§ **Task directions**:
Find every line in the records below that holds the word "green" and copy it.

=== Section Start ===

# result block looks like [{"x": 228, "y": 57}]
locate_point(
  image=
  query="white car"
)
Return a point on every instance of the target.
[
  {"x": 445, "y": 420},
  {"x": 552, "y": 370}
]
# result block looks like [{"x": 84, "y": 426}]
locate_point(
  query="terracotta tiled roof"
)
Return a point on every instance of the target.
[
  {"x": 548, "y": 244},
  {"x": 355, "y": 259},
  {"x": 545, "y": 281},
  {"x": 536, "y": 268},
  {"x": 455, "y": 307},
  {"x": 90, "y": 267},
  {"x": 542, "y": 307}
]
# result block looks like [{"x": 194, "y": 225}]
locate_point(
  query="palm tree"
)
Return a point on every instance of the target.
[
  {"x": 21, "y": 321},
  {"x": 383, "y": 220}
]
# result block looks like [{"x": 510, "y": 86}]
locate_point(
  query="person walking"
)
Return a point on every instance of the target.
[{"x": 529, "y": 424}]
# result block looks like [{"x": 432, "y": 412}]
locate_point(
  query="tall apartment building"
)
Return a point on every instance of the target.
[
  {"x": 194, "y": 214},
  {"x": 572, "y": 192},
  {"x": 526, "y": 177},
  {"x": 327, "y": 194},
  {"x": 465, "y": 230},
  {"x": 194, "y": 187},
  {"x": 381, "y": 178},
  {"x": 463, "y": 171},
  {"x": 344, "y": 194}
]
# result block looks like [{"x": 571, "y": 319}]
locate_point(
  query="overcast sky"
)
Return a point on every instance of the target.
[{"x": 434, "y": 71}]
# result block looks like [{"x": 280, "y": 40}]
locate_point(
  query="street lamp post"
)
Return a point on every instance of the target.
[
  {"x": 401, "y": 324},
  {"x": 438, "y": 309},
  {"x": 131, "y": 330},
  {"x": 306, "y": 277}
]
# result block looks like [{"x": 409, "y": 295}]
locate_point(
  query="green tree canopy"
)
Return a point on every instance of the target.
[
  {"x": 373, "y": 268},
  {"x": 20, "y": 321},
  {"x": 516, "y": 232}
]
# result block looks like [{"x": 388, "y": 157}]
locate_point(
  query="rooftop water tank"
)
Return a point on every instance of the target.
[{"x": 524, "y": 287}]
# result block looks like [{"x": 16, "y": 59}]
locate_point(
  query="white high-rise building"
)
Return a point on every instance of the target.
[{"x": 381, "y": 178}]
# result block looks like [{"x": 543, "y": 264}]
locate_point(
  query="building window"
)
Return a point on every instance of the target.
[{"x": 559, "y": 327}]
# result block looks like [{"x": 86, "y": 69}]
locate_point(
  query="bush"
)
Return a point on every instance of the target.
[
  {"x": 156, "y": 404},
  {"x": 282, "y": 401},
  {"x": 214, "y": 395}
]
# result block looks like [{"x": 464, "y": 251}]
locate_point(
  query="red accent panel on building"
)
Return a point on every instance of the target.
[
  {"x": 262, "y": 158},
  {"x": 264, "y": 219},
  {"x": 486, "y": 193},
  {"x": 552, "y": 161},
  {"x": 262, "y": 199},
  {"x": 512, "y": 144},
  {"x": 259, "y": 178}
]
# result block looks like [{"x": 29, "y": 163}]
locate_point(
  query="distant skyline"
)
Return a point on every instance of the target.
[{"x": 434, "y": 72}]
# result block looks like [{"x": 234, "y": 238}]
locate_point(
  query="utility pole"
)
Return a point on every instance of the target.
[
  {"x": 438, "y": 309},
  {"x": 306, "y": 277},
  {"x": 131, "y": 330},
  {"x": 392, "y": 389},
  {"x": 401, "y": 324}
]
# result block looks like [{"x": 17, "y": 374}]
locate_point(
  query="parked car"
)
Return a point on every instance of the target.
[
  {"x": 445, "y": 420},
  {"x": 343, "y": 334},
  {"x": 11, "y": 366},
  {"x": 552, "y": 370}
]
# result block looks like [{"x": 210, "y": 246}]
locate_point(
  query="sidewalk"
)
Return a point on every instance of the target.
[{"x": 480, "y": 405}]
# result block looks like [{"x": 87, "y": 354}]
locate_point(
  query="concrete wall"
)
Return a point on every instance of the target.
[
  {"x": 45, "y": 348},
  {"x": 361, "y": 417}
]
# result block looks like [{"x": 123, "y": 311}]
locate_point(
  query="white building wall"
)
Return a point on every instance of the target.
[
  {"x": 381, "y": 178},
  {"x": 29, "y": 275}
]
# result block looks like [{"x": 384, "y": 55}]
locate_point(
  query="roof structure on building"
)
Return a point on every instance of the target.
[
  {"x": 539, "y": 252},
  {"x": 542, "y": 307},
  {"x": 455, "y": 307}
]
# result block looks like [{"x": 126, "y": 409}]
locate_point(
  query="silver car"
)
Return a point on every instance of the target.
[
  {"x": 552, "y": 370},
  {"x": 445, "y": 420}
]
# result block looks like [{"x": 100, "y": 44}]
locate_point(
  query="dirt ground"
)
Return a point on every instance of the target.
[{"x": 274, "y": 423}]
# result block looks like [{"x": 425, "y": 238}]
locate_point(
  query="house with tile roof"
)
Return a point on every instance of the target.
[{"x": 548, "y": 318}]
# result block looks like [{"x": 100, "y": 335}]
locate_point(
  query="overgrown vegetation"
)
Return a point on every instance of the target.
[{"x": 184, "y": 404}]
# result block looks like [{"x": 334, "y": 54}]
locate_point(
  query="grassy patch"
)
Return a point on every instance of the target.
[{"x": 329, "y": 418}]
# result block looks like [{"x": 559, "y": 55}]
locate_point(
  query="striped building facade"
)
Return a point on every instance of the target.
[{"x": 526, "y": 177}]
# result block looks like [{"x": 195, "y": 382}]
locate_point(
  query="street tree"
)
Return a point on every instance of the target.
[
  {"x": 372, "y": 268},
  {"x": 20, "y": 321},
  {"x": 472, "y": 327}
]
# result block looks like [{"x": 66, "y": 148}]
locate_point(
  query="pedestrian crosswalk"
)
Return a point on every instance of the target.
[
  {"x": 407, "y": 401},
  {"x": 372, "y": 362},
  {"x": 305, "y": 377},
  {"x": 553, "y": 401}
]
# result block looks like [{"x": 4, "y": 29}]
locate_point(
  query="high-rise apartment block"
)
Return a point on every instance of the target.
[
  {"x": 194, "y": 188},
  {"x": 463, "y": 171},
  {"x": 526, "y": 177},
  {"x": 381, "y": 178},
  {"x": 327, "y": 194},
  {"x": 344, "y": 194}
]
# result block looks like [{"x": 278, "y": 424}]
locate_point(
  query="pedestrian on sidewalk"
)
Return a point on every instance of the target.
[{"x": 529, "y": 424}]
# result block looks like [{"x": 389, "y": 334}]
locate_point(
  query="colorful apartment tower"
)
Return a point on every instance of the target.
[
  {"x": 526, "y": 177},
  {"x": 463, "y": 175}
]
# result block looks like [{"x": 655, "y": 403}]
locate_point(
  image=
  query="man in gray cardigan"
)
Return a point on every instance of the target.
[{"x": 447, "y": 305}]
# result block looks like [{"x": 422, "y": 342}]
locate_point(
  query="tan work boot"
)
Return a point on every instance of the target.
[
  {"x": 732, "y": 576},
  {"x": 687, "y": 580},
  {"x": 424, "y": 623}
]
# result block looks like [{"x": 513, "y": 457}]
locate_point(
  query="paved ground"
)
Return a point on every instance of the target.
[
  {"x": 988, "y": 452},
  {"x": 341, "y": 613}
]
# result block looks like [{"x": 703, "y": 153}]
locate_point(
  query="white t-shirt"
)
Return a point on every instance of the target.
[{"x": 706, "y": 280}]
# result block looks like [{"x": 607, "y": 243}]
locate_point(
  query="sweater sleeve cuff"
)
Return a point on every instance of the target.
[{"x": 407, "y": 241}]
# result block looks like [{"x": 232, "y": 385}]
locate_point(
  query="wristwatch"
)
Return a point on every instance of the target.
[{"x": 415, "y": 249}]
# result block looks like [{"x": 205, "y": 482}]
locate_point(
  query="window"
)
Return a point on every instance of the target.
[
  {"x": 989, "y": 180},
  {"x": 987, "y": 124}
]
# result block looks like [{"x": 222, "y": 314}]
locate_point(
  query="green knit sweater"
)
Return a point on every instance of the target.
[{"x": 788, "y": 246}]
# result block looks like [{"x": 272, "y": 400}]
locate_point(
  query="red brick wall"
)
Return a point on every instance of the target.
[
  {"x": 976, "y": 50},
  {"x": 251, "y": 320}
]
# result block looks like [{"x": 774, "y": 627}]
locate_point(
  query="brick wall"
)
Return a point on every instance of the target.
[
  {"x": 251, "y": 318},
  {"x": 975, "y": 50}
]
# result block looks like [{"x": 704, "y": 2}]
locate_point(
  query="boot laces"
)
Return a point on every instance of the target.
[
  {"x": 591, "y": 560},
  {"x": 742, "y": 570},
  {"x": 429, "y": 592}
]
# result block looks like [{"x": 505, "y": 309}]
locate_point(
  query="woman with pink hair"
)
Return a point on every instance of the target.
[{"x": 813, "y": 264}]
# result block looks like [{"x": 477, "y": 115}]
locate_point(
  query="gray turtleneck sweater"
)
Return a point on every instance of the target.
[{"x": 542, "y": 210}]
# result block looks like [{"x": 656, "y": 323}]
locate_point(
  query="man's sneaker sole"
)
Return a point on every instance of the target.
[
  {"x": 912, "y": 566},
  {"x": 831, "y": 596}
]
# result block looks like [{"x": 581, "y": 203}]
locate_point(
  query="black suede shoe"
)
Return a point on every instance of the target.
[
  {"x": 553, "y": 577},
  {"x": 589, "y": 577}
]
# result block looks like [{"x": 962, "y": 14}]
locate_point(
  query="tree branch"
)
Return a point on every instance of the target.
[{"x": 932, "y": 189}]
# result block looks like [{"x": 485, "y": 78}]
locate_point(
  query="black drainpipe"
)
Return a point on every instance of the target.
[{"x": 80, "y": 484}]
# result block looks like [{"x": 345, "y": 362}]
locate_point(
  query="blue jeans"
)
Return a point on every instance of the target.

=== Section End ===

§ **Solution to this task**:
  query="green tree canopy"
  query="green knit sweater"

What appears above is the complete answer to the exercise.